- **Goal**:
Reproduce the records below word for word, beginning at the line that has "the gutter, locate" and stopping after the line that has "[[436, 172]]". Leave the pictures out of your copy.

- **Listed entries**:
──────────

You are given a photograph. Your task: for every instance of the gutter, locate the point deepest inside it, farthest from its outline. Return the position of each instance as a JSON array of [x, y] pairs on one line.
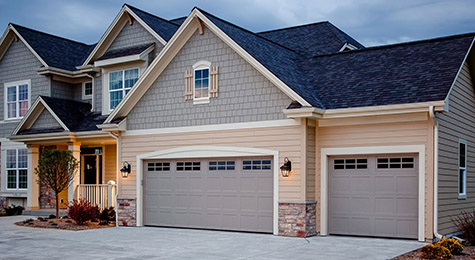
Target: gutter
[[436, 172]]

──────────

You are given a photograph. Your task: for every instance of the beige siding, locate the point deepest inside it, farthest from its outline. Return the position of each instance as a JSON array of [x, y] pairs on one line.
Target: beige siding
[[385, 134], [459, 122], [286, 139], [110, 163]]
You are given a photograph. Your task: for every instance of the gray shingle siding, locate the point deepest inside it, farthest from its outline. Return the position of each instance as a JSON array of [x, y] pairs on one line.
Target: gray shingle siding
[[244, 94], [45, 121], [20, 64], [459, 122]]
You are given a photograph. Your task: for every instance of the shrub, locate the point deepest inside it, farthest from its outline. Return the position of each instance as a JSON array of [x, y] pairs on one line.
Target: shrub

──────────

- **Answer**:
You are given a photograph. Your task: for every instance of the gutter, locate the point deepest inside it, farthest from its outline. Return the position of each instance as a JSON array of [x, y] pairs on one line.
Target: gutter
[[436, 172]]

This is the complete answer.